• **Dataset entries**
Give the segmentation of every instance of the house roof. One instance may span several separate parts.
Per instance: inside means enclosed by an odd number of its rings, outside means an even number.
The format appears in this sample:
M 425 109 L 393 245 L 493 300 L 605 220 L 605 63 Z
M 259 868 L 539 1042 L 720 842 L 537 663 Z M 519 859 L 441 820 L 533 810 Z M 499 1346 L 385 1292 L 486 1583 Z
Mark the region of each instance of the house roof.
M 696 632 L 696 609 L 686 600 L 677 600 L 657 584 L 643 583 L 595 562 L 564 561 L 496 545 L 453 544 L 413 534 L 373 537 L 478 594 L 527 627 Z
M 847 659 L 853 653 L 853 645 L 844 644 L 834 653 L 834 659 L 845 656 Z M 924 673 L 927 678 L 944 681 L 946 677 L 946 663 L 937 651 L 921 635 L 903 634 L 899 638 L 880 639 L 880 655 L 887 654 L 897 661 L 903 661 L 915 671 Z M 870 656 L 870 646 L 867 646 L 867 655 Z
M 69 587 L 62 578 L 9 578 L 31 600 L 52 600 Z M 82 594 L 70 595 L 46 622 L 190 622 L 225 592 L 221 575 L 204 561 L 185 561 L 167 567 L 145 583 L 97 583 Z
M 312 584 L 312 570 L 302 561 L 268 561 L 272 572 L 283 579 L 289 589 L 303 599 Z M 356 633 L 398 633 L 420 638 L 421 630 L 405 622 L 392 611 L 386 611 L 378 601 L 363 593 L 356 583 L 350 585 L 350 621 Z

• **Your instructions**
Copy the records above, keeping each line identical.

• **Exercise output**
Give the segmentation of every instance of the house roof. One instance may span several separate parts.
Per instance: inside means enclosed by an odd number of its rings, outside means an even number.
The format appears in this sample:
M 425 109 L 393 245 L 493 300 L 605 220 L 605 63 Z
M 259 868 L 539 1042 L 720 842 L 537 663 Z M 519 859 L 441 820 L 533 810 Z M 499 1346 L 385 1292 L 486 1583 Z
Mark the region of each instance of the house roof.
M 696 632 L 696 609 L 686 600 L 677 600 L 657 584 L 643 583 L 595 562 L 564 561 L 496 545 L 453 544 L 413 534 L 373 537 L 478 594 L 527 627 Z
M 847 659 L 853 653 L 853 645 L 844 644 L 834 653 L 834 659 L 845 656 Z M 924 673 L 927 678 L 944 681 L 946 677 L 946 663 L 937 651 L 921 635 L 903 634 L 899 638 L 880 639 L 880 655 L 887 654 L 897 661 L 903 661 L 915 671 Z M 870 656 L 870 646 L 867 646 L 867 655 Z
M 69 587 L 62 578 L 9 578 L 31 600 L 52 600 Z M 82 594 L 70 595 L 46 622 L 190 622 L 225 592 L 221 575 L 204 561 L 185 561 L 167 567 L 145 583 L 97 583 Z
M 312 584 L 312 570 L 302 561 L 268 561 L 272 572 L 283 579 L 289 589 L 303 599 Z M 356 633 L 398 633 L 420 638 L 421 630 L 405 622 L 392 611 L 386 611 L 378 601 L 363 593 L 356 583 L 350 585 L 350 621 Z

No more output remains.